## Start Selected excerpt
# Berghoff -- anyone heard of this brand?



## Anonymous (May 15, 2003)

Recently I received a set of Berghoff cookware.  The set looks really nice, but I've never heard of it before?  Has anyone heard of this brand?  If so, what have you heard.  

Here's the stats on the set that I received:

High quality 18/10 AISI 304-2B surgical stainless steel. Inside and outside mirror polish finish. Black phenolic handle thermo knob (Pat.No. DM/054675 150332AB). Stainless steel cut edge cover. Body straight shape with cut edge, and with 5 layer sandwich bottom (Pat.No. PCI/8301/00194). 18/0 Protector good for induction stoves. Warranty card, Leaflet, and Instruction booklet. Royale Elegance - Item No.1117072
Berghoff-usa.com

THANKS!
Krissy


----------



## Anonymous (Jun 26, 2003)
## End Selected excerpt
## Start Supplied material
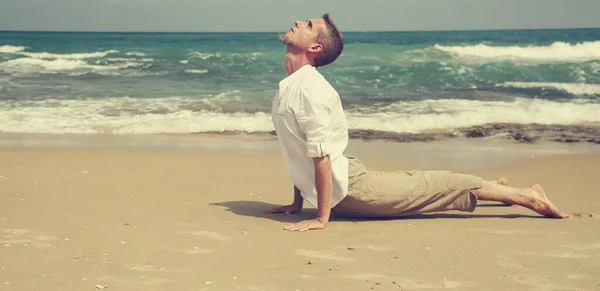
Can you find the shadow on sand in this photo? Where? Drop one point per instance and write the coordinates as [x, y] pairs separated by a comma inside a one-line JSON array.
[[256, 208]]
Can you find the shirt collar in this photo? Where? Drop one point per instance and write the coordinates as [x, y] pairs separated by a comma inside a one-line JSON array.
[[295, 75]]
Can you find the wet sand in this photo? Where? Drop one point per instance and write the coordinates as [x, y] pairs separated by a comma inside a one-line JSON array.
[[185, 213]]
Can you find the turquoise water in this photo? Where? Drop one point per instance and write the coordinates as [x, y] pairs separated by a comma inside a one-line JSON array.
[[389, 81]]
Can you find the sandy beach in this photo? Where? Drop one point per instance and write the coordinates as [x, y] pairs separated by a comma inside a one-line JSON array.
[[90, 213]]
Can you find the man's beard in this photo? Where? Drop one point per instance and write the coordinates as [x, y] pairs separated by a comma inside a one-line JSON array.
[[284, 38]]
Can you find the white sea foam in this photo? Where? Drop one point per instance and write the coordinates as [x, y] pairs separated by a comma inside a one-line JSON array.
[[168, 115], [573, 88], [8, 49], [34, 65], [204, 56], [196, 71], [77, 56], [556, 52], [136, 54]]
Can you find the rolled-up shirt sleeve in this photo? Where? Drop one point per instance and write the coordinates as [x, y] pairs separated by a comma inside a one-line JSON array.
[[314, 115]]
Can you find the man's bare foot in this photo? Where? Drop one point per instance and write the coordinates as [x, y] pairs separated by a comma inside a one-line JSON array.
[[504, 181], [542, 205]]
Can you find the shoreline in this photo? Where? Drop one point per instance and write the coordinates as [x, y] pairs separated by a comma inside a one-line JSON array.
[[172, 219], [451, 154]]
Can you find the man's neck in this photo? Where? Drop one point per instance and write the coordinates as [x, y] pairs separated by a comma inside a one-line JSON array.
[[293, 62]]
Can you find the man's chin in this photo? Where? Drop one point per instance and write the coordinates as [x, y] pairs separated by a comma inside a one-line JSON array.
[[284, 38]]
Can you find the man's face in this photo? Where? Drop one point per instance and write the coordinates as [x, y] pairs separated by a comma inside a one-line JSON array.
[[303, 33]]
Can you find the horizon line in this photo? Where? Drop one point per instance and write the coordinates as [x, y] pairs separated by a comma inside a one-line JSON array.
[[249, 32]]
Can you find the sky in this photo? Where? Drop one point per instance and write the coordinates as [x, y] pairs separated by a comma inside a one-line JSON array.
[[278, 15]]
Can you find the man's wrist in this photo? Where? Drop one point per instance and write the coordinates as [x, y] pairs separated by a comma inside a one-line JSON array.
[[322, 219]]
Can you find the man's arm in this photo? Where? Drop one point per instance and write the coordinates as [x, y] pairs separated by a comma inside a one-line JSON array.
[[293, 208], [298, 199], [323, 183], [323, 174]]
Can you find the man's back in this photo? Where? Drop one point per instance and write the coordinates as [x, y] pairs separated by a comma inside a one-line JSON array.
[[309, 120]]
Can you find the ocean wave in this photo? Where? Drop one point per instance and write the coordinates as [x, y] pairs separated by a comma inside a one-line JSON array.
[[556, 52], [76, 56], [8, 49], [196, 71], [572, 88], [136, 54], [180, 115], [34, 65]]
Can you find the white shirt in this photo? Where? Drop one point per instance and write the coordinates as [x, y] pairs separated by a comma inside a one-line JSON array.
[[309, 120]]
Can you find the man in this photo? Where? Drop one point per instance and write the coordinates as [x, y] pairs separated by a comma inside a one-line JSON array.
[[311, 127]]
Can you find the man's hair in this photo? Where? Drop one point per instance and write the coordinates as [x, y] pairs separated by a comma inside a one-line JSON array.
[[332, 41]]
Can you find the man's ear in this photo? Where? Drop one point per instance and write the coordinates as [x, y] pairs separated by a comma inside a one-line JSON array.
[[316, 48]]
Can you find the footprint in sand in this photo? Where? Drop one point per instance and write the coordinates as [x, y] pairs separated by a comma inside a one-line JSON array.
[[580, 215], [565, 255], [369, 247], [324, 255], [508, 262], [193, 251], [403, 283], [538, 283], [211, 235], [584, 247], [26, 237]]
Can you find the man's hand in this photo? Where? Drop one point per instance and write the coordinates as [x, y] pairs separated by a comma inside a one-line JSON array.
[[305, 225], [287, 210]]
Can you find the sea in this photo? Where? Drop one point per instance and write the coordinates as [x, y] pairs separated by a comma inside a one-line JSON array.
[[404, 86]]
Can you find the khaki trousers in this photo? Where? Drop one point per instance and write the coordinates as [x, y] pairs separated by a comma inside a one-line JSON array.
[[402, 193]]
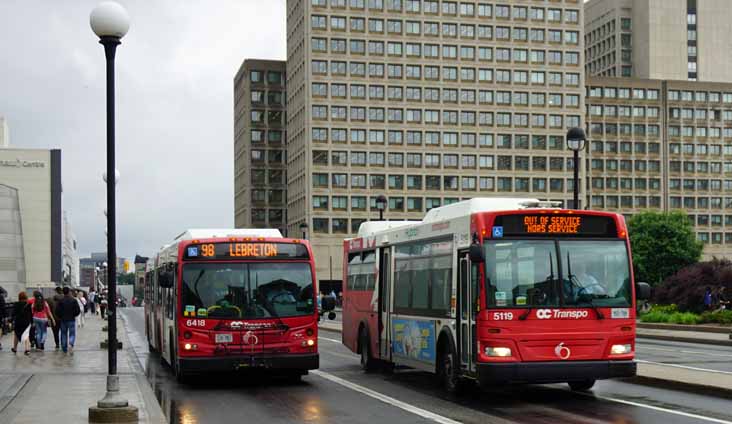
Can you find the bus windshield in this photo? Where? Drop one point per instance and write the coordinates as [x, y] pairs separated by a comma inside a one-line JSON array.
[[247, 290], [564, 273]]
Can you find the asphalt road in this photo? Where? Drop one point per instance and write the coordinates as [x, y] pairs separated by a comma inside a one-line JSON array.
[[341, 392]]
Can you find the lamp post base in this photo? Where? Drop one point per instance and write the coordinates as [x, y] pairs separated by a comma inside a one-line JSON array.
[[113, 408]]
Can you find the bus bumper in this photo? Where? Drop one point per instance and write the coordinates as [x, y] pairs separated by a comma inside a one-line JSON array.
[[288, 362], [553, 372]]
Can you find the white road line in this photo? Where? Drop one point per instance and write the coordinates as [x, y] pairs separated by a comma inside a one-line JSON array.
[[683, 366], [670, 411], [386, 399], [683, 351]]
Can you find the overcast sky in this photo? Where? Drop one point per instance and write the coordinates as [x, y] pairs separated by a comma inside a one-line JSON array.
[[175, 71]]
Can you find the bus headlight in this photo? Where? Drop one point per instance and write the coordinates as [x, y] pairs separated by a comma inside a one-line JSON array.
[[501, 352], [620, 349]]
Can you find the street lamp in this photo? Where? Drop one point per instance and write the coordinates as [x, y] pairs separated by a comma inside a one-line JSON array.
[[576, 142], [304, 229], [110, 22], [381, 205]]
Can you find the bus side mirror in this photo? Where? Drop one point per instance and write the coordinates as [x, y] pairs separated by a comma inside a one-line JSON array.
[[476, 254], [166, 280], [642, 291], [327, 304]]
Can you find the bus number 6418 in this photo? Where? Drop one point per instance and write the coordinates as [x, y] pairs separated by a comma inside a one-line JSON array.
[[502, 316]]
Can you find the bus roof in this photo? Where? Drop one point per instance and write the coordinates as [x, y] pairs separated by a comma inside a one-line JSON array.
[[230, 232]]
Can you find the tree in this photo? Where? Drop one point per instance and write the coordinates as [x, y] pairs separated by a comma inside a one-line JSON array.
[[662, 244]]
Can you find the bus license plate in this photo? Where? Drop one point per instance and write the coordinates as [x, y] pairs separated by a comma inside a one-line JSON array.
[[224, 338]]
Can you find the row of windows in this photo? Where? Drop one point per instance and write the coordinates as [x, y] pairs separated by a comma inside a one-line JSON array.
## End Supplied material
### Tasks to perform
1. Please copy the records from their start through the line with "[[389, 81]]", omitting the pictures.
2. Resume the Berghoff cookware thread from its last line.
The records have nothing to do with the thread about Berghoff cookware.

### The results
1.
Can you find the shadow on sand in this photo? Where? Drop one point per instance and write the coordinates as [x, y] pairs separated by a comma inside a one-line JSON array.
[[256, 208]]
Can you find the shirt collar in this photo? Where? Drop one point per instance and write the coordinates as [x, y] pairs separated by a comma inside a one-line JSON array.
[[295, 75]]
Can you find the wet sand in this photo? Where? Drop one point per instance and write the coordinates as [x, y] pairs separated by a comma inside a one-line JSON array.
[[185, 213]]
Can you find the turquoise water in this photo? Where? Drop one point per instance and write the coordinates as [x, y] pairs separated by a comma inside a one-line JSON array.
[[389, 81]]

2.
*Berghoff*

I purchased a small set of Berghoff from e-bay because I was looking for a set of waterless cookware.  I like it, but did not get any instructions and have had to teach myself how to cook with it.  I think I would have been happier with a company with some online recipes, etc.  I believe Berghoff has a website, but the last time I checked, it was not very helpful for cooking tips and recipes.  I think if I had it to do over, I would have purchased a better known brand of waterless, like Saladmaster, etc.  In my city, they have cooking classes, etc.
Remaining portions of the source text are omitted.